Nothing in the listing should differ in your copy; retype it all exactly.

----- Dataset content

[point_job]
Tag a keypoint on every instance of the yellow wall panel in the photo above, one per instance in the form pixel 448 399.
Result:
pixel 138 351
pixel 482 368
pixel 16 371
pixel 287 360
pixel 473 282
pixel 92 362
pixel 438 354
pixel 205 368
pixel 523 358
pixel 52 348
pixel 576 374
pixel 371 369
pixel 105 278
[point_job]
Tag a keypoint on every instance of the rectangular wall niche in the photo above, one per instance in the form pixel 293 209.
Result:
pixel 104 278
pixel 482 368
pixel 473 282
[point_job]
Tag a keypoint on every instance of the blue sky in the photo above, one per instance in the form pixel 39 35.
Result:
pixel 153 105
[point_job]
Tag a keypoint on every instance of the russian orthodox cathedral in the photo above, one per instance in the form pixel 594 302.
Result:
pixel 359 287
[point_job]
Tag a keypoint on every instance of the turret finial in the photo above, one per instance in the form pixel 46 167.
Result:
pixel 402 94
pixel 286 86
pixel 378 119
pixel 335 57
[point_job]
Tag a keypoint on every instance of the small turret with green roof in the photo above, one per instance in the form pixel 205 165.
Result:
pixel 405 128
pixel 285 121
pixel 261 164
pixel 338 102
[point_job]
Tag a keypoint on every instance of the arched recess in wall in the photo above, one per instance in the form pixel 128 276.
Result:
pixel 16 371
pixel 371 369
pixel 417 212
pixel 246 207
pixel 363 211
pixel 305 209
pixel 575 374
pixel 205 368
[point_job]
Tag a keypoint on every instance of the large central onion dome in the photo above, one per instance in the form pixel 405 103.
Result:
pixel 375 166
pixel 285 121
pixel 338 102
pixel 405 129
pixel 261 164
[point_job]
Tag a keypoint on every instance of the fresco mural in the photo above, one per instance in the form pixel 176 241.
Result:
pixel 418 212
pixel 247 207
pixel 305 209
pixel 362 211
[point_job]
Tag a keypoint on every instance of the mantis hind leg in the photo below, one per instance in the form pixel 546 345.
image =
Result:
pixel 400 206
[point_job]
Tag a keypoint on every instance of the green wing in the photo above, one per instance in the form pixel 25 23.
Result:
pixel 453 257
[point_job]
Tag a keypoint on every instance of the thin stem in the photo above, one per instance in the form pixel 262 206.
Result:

----------

The answer ▸
[point_job]
Tag a keypoint on every instance of the yellow wall panel in the photo above, one per instance in the form pixel 448 399.
Result:
pixel 138 351
pixel 482 368
pixel 16 371
pixel 287 360
pixel 473 282
pixel 92 362
pixel 438 354
pixel 205 368
pixel 523 358
pixel 52 348
pixel 576 374
pixel 371 369
pixel 105 278
[point_job]
Tag a keypoint on every instance of the rectangular wall niche in the photo above, one per instance in the form pixel 293 209.
Result:
pixel 104 278
pixel 482 368
pixel 473 282
[point_job]
Tag a keypoint on every instance of the blue sky in the photo above, one per instance in the form pixel 39 35.
Result:
pixel 153 105
[point_job]
Tag a keypoint on every instance of the russian orthodox cathedral in the photo above, one per instance in the form pixel 594 302.
Result:
pixel 359 287
[point_job]
Tag a keypoint on every instance of the turret finial in the photo above, one per instance in the form pixel 46 167.
Result:
pixel 402 94
pixel 286 86
pixel 378 119
pixel 335 57
[point_job]
Tag a keypoint on every instance of the small turret with green roof in the photo above, one per instance in the form pixel 205 165.
Result:
pixel 405 128
pixel 285 121
pixel 261 164
pixel 338 102
[point_job]
Tag a keypoint on every instance of the arched recess in wall in the photo above, one per instance in the form pixel 128 276.
Result:
pixel 16 371
pixel 371 369
pixel 417 212
pixel 246 207
pixel 363 211
pixel 305 209
pixel 575 374
pixel 205 368
[point_job]
Tag a keypoint on every instance of the large central onion dome in the photo above, one per instance in the form pixel 405 103.
Result:
pixel 375 166
pixel 285 121
pixel 338 102
pixel 405 129
pixel 261 164
[point_job]
Tag a keypoint on every instance of the fresco mural in the photo above, one per instance in the form pixel 176 241.
Result:
pixel 418 212
pixel 247 207
pixel 305 209
pixel 362 211
[point_job]
Tag a keypoint on every instance of the mantis hind leg in the photo below, one per instance in the form pixel 546 345.
image =
Result:
pixel 400 206
[point_job]
Tag a keypoint on every instance of the green wing in the photo above, one per instance in the form pixel 25 23.
Result:
pixel 453 257
[point_job]
Tag a keypoint on every instance of the thin stem in the photo above, one per instance in the form pixel 262 206.
Result:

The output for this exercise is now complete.